## Exercise
Output the listing exactly, leaving nothing out.

## Dataset excerpts
══════════
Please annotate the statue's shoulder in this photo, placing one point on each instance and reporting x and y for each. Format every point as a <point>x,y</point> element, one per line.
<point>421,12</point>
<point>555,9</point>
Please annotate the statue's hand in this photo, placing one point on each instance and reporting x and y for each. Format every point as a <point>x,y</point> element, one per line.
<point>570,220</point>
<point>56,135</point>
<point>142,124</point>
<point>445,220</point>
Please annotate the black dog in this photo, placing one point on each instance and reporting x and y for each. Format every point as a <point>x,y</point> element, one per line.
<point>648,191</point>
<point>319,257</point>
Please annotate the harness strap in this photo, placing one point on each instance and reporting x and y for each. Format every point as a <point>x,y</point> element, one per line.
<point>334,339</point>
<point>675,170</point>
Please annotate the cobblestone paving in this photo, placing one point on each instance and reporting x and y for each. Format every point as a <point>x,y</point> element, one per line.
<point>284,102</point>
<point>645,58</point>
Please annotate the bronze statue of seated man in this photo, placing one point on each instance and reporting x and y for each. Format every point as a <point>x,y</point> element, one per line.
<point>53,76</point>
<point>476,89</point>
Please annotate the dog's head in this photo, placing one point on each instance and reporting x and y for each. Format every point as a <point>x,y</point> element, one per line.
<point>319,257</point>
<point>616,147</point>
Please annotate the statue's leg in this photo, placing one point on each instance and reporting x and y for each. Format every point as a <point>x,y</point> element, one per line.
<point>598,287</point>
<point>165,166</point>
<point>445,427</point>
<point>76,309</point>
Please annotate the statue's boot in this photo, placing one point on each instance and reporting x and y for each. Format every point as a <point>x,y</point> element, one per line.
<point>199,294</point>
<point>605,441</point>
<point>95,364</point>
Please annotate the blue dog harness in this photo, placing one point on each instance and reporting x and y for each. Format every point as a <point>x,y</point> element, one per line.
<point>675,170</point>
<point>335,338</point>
══════════
## Solution to the problem
Please annotate the statue's shoulder in this photo, placing one point on each instance and reporting x and y for each. Format every point as a <point>x,y</point> element, one per line.
<point>421,12</point>
<point>555,9</point>
Please annotate the statue's hand in this photo, placing one point on each instance and reporting x and y for each. Format every point as a <point>x,y</point> element, one per line.
<point>570,220</point>
<point>56,135</point>
<point>142,124</point>
<point>445,220</point>
Please annotate the black dog in this photo, placing one point on each instance and reporting x and y for each. Format every point as a <point>x,y</point> element, one per line.
<point>648,191</point>
<point>319,257</point>
Please annotate the harness strap in this photo, placing one point on each instance and reporting x and y for each. Format every point as a <point>x,y</point> element, one per line.
<point>334,339</point>
<point>675,170</point>
Please annotate the cobblestone paving in this photo, placing one point on each instance and reporting x and y for each. Format every point as a <point>x,y</point> element, one per line.
<point>284,102</point>
<point>645,58</point>
Please annotate the bronze statue of seated man in this photo, placing one point on each instance and reporting x and y for each. Format every point as a <point>x,y</point> element, one per line.
<point>53,76</point>
<point>476,89</point>
Please annotate the dog's head in this photo, placing one point on each instance and reporting x and y for each. Format every point as a <point>x,y</point> element, one per line.
<point>319,257</point>
<point>616,147</point>
Please annotate the statue's leg in this photo, placing one point on each instance and reporting x and y for each. Format every point as a <point>x,y</point> element, one per line.
<point>598,287</point>
<point>165,166</point>
<point>445,427</point>
<point>76,309</point>
Please annotate the statue's boot in this photo, placing one point on each instance and reporting x and y for each. Format every point as a <point>x,y</point> element, one per line.
<point>199,294</point>
<point>605,441</point>
<point>95,364</point>
Please annotate the blue dog harness in this photo, placing one point on each instance and reporting x and y for each. Format every point as a <point>x,y</point> element, one per line.
<point>675,170</point>
<point>335,338</point>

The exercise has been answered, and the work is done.